• **Exercise directions**
Give a verbatim quotation of every record.

········

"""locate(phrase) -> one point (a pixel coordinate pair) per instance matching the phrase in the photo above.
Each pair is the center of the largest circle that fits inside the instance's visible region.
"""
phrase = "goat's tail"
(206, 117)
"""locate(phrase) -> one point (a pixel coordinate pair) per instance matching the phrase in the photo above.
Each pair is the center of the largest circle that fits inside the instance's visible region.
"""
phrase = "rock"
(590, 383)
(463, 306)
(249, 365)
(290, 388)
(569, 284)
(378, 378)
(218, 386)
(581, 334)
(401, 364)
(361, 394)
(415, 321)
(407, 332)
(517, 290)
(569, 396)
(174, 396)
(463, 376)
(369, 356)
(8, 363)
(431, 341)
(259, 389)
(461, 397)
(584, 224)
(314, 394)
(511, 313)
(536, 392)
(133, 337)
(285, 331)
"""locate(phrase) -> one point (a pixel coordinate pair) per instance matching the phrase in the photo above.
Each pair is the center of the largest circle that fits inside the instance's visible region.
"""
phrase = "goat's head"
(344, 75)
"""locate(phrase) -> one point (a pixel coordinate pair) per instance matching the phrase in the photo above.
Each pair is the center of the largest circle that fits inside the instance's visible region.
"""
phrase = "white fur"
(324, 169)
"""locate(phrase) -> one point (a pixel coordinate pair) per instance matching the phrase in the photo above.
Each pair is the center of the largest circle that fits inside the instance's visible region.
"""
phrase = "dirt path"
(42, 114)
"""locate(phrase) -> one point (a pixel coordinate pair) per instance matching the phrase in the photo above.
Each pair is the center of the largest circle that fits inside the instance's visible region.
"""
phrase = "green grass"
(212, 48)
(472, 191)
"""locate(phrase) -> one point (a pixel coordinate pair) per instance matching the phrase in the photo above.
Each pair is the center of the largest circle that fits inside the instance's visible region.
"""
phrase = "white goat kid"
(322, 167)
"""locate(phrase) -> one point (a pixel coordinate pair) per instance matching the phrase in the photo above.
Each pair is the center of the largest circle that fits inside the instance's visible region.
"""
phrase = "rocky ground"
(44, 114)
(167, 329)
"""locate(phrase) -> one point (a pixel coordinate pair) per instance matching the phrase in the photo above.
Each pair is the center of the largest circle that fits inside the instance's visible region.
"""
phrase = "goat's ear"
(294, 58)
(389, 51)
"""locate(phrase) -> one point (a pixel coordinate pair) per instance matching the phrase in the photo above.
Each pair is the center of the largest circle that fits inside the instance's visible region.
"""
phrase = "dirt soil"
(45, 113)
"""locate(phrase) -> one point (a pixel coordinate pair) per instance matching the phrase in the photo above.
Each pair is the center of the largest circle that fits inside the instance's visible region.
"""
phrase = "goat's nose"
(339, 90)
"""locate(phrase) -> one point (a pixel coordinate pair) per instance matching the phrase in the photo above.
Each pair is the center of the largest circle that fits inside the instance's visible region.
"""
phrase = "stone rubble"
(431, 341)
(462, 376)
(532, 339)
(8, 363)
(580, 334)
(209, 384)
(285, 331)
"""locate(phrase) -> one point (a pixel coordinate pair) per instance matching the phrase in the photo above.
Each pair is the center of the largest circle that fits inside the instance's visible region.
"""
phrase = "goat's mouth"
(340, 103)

········

• **Answer to the task**
"""locate(phrase) -> one point (a pixel coordinate pair) per instance matching the phrase in the photo above.
Each pair is the center of the largest circle that fits inside the instance's visible region.
"""
phrase = "goat's tail"
(206, 117)
"""locate(phrase) -> one point (a pixel coordinate pair) per instance matching the phrase in the photo above.
Each pair is the center of the largest circle that fits inside the instance's visible region.
"""
phrase = "rock"
(590, 383)
(463, 306)
(249, 365)
(290, 388)
(569, 284)
(378, 378)
(218, 386)
(581, 334)
(401, 364)
(361, 394)
(415, 321)
(407, 332)
(517, 290)
(569, 396)
(174, 396)
(463, 376)
(369, 356)
(8, 363)
(431, 341)
(259, 389)
(461, 397)
(584, 224)
(314, 394)
(511, 313)
(536, 392)
(133, 337)
(285, 331)
"""locate(phrase) -> one point (a pixel coordinate pair) per instance matching the phrase in the photo above.
Each pair is the center of the largest circle that fits inside the instance's visible region.
"""
phrase = "goat's head"
(344, 75)
"""locate(phrase) -> one point (a pixel coordinate pair) per instance matching the phrase in the photo above.
Each pair is the center of the largest circle that fits inside the instance's visible region.
"""
phrase = "white fur"
(324, 169)
"""locate(phrase) -> one point (a pixel coordinate pair) per instance matching the phrase in the photo above.
Each pair is the center of the largest circle that fits inside the instance's visible region.
"""
phrase = "dirt path"
(42, 114)
"""locate(phrase) -> one point (a pixel coordinate pair) per instance matching the phrase in the photo above.
Each pair is the center of the largest circle that fits inside the instance's visible region.
"""
phrase = "green grass"
(212, 48)
(472, 191)
"""locate(phrase) -> one point (a pixel coordinate pair) per instance matching the phrase in the photo above.
Each pair is the center of the largest circle that fits inside the instance's visible region.
"""
phrase = "white goat kid"
(322, 167)
"""locate(phrase) -> one point (a pixel coordinate pair) per instance matching the phrase in the photo above.
Each pair is the center of the largest circle that fits inside the instance's visible region.
"""
phrase = "rocky ground"
(44, 114)
(167, 329)
"""locate(phrase) -> one point (a pixel coordinate pair) per instance matching the phrase in the photo above.
Each pair is the center of the largest circle that fits inside the instance's visible region.
"""
phrase = "goat's ear"
(294, 58)
(389, 51)
"""locate(phrase) -> one point (a pixel coordinate pair) per instance matching the phrase in the photo above.
Each pair is the center of the largest circle that fits inside the instance's visible region.
"""
phrase = "dirt soil"
(45, 113)
"""locate(phrase) -> one point (a pixel coordinate pair) per instance matching the phrase in the photo above.
Each pair is the center of the largest circle that fits inside the instance's visible region.
"""
phrase = "goat's nose"
(339, 90)
"""locate(phrase) -> one point (a pixel coordinate pair) per instance matching the phrase in the photo above.
Each pair is the center of the largest circle that fits inside the instance's visible region.
"""
phrase = "stone rubble"
(431, 341)
(462, 376)
(532, 339)
(8, 363)
(580, 334)
(209, 384)
(285, 331)
"""locate(phrase) -> one point (a pixel coordinate pair) per instance matching the phrase in the photo above.
Each pair is the center of the largest circle that fits inside the instance's visible region.
"""
phrase = "goat's mouth"
(340, 103)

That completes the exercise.